Given request
Locate every line in the rows below that contains the string "floor" and copy each one out. Treat uppercase and lowercase as different.

--- Begin ---

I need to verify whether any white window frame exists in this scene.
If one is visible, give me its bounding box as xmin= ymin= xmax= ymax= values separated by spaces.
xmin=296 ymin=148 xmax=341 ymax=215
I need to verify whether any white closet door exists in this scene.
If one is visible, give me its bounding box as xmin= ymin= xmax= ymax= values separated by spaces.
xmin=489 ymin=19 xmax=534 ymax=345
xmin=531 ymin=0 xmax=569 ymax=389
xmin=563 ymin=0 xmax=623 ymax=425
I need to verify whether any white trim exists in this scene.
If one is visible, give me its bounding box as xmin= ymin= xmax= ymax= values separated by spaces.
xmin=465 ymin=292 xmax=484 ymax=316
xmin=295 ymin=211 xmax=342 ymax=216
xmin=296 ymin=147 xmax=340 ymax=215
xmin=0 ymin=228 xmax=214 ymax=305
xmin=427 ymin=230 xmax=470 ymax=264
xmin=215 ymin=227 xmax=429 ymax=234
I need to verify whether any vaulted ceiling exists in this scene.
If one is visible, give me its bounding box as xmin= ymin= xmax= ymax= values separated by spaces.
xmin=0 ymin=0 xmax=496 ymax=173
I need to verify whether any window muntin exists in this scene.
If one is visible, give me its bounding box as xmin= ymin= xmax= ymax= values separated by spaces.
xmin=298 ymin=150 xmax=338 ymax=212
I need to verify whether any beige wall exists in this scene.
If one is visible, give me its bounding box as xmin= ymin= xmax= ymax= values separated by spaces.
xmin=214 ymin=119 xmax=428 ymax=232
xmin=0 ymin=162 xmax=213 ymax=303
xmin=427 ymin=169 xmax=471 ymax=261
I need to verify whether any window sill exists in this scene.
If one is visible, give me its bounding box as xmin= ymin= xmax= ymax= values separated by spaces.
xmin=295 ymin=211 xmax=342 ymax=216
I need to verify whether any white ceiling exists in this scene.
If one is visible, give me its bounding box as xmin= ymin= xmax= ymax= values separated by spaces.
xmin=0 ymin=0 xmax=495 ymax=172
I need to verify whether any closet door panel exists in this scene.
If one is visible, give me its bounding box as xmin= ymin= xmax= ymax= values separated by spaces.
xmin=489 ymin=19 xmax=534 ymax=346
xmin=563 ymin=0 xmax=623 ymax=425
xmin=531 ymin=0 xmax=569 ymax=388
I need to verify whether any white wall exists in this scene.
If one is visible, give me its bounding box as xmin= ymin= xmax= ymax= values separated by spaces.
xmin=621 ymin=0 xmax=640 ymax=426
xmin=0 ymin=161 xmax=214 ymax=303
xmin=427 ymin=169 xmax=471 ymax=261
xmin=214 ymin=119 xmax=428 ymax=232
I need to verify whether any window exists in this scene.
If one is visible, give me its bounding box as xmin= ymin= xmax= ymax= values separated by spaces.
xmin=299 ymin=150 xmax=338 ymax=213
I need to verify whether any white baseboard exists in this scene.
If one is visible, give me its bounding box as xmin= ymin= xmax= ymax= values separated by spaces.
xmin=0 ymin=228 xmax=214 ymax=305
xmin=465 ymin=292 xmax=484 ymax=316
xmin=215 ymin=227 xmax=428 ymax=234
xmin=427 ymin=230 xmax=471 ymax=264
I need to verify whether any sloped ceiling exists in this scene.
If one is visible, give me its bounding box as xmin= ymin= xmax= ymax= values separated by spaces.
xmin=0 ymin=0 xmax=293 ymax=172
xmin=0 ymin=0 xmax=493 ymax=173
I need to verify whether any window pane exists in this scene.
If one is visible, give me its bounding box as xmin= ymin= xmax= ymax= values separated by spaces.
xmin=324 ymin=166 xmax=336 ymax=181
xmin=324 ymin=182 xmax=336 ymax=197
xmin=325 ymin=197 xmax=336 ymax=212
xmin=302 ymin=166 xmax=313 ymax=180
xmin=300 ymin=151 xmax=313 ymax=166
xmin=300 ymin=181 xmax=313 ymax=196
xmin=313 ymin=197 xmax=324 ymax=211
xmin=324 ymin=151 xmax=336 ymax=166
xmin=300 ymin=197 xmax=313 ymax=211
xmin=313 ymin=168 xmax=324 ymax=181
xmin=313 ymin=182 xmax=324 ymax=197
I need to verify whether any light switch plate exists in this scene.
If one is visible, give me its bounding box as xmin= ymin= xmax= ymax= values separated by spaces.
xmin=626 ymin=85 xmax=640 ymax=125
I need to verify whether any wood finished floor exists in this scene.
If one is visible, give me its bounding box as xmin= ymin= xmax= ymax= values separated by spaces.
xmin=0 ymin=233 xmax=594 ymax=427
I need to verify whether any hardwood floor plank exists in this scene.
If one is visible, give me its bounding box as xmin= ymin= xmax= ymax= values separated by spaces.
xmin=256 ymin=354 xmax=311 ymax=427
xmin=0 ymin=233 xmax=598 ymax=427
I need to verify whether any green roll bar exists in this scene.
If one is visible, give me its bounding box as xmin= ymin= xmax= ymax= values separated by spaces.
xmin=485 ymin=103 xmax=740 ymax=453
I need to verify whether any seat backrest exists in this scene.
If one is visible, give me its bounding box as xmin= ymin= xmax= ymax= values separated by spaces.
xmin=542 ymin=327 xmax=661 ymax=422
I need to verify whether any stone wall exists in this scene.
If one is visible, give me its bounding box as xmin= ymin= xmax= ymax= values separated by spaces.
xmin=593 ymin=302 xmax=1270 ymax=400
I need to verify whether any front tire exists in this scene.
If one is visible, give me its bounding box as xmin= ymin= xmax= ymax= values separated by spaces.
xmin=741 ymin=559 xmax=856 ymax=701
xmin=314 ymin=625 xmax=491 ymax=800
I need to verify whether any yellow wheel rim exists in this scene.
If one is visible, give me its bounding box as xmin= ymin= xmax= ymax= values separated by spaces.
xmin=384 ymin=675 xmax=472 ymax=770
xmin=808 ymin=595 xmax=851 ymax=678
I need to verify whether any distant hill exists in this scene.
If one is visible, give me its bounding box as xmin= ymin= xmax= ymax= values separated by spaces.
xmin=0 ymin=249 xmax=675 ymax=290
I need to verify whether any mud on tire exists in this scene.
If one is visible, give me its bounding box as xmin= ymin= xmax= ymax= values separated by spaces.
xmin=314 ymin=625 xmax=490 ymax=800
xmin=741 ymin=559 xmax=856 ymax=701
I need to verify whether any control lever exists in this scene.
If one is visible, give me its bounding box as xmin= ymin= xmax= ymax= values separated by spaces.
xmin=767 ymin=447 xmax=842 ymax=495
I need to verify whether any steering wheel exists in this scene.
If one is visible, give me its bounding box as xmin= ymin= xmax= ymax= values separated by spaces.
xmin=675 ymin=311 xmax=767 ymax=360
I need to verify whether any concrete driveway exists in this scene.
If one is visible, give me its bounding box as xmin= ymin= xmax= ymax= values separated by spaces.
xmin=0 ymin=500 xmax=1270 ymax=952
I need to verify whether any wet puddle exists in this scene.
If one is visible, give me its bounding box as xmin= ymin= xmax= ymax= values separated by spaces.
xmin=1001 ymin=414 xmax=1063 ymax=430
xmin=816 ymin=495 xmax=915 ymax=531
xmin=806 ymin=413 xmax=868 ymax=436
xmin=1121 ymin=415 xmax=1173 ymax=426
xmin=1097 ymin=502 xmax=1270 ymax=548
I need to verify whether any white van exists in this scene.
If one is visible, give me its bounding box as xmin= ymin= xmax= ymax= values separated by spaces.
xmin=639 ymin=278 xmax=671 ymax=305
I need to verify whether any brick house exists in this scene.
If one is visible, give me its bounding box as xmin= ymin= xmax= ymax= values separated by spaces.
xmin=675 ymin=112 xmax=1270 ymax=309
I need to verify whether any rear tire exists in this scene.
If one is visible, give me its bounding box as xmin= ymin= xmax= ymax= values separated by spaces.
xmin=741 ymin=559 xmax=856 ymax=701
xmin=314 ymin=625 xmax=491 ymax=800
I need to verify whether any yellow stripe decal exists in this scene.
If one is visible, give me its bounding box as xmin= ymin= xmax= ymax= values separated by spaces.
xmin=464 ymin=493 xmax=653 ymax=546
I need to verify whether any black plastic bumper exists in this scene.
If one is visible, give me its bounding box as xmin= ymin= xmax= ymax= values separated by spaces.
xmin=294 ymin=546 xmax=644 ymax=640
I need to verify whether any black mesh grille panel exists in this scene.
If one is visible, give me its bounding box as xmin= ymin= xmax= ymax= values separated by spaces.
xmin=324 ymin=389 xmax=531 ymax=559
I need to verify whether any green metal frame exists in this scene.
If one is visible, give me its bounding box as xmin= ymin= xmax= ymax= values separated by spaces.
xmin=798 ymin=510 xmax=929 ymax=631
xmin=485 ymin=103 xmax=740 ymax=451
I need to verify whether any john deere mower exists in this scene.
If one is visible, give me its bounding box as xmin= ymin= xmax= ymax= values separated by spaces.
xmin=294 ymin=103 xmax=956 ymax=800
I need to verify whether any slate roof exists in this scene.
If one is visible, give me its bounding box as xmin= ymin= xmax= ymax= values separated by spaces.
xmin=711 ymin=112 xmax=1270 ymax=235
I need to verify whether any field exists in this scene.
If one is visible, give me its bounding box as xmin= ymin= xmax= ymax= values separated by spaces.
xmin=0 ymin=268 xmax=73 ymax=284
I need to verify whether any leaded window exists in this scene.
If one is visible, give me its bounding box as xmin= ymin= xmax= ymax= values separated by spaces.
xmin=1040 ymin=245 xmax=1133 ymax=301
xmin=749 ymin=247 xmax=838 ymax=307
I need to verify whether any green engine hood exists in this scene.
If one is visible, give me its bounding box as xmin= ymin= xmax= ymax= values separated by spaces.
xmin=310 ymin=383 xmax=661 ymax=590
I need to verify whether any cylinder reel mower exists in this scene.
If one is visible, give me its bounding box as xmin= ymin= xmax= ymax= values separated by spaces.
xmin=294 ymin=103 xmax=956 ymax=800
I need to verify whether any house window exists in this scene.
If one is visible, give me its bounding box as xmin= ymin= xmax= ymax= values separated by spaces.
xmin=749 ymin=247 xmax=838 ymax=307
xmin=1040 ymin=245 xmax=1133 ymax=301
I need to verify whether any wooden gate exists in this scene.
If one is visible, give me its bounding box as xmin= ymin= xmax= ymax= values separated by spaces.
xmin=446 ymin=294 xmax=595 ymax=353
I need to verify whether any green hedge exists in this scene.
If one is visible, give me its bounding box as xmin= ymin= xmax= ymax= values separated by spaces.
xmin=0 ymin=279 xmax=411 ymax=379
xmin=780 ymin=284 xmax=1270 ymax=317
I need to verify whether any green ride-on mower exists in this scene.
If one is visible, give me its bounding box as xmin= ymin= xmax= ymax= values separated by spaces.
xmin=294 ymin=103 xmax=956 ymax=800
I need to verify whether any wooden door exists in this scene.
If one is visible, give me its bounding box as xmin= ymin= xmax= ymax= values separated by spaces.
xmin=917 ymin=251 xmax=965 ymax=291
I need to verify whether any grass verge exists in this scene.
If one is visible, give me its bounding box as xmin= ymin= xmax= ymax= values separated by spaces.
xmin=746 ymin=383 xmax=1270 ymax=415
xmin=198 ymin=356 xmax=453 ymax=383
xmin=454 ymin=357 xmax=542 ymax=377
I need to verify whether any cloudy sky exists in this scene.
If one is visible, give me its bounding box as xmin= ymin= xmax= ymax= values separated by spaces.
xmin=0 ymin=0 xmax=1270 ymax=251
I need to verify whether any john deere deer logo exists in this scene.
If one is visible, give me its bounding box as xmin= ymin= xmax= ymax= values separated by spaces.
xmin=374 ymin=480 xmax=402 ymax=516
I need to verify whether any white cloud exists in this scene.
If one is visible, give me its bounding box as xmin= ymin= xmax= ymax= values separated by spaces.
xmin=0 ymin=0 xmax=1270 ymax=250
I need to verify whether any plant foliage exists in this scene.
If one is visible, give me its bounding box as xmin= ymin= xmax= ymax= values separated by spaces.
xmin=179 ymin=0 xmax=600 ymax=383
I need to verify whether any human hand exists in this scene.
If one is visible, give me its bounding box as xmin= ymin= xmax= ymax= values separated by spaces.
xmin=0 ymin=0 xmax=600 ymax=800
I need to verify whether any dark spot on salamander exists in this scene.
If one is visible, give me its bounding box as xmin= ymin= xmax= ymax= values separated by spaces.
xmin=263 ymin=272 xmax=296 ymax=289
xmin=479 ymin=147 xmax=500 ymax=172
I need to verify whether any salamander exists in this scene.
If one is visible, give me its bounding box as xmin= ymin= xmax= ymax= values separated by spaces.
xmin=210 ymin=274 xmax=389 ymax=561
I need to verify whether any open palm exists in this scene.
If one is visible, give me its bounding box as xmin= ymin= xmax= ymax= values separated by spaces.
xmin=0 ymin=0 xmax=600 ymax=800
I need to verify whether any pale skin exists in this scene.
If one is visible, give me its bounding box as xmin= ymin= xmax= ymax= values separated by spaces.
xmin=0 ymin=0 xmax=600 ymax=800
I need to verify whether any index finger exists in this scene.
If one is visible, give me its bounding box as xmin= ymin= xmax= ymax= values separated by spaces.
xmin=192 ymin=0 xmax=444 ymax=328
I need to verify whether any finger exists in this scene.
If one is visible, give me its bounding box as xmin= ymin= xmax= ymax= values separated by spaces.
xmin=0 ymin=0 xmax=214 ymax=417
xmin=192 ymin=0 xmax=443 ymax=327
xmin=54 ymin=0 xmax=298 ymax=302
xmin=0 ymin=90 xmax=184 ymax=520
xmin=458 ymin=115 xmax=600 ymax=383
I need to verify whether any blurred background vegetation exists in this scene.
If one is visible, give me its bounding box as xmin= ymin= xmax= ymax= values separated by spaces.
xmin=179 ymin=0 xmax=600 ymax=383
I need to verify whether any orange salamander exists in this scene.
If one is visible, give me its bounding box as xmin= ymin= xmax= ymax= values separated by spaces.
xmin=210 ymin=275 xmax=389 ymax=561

--- End ---

Response for this exercise
I need to verify whether any wood finished floor exists in this scene.
I need to verify whether any hardwood floor plank exists in this scene.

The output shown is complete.